One silver lining of the pandemic is a drop in drunk driving
The shutdown of in-person service at bars and restaurants for a year due to COVID-19 was brutal for business owners. But there was one silver lining: The number of incidents of drunk driving in Los Angeles plummeted.
Mayor Eric Garcetti ordered the closure of bars and restaurants on March 15, 2020, and county leaders adopted the same measures. In the year that followed, the Los Angeles Sheriff’s Department recorded 1,745 cases of drunk driving (referenced below as the total for 2021). That was a 21.5% decrease from the drunk driving cases tallied in the previous 12 months.
DUI cases pursued by Los Angeles Sheriff’s Department
Garrett Dameron, who oversees the Los Angeles County District Attorney’s Office DUI Training and Prosecution Section, said the number of overall criminal cases filed by law enforcement fell by 15% last year. However, he noted that there has been one outlying trend: People arrested for driving under the influence of drugs, rather than alcohol, have held steady or increased during the pandemic.
“Even in light of the reduction last year from COVID, we saw an increase in DUI cases causing injury, and DUI cases involving a combination of alcohol and drugs,” Dameron said.
After California voters in 2016 approved Proposition 64, which legalized recreational marijuana use, the number of misdemeanor DUI drug cases sent to the Los Angeles County District Attorney’s office nearly quadrupled, from 285 in 2017 to 1,018 in 2018.
Sgt. Michael Downing of the LASD Traffic Service Detail attributed the general decline in DUIs over the past year to the stay-at-home orders and, even as restrictions have been eased, the inability for bars and restaurants to resume pre-pandemic levels of service.
DUIs tend to spike in the summer months and holiday weekends, said Downing.
“With bars closed and restaurants closed, there’s fewer places for people to drink,” Downing said. “They’re drinking more at home if they are drinking at all, and they’re not driving from a bar to go home, so we saw a decrease pretty much countywide.”
In a way, the pandemic year has accelerated a trend, as annual DUI cases in Los Angeles County have been decreasing from a high of 3,153 in 2011, according to LASD data. Since then, cases have fallen by 40%, to 1,897 in 2020.

Task brief
Retype the stretch of the drunk driving article from "After California voters" through "weekends, said Downing.".

Information provided
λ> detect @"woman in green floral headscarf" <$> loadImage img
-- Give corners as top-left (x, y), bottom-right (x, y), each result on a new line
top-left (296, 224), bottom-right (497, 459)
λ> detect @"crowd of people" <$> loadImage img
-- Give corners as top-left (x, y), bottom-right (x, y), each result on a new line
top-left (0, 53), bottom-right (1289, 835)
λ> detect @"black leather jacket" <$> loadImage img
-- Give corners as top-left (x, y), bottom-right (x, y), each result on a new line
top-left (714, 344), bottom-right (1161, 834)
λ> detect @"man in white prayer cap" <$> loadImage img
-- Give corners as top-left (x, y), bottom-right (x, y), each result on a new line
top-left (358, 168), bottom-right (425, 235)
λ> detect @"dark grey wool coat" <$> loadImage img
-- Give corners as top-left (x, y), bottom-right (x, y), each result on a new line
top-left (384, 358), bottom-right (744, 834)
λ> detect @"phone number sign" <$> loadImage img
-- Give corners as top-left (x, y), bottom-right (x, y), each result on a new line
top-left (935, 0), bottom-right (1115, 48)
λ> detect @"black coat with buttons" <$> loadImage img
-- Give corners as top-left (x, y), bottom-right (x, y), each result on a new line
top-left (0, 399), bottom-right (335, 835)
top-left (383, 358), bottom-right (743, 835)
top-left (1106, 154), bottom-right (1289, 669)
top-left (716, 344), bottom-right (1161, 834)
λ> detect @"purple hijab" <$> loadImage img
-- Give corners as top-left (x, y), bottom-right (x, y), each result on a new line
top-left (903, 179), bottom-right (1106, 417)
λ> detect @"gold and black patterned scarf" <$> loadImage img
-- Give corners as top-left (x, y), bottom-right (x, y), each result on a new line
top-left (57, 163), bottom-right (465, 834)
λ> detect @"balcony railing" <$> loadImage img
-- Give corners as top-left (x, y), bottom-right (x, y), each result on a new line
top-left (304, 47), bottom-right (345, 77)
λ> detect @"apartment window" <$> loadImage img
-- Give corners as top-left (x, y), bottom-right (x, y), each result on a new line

Output below
After California voters in 2016 approved Proposition 64, which legalized recreational marijuana use, the number of misdemeanor DUI drug cases sent to the Los Angeles County District Attorney’s office nearly quadrupled, from 285 in 2017 to 1,018 in 2018.
Sgt. Michael Downing of the LASD Traffic Service Detail attributed the general decline in DUIs over the past year to the stay-at-home orders and, even as restrictions have been eased, the inability for bars and restaurants to resume pre-pandemic levels of service.
DUIs tend to spike in the summer months and holiday weekends, said Downing.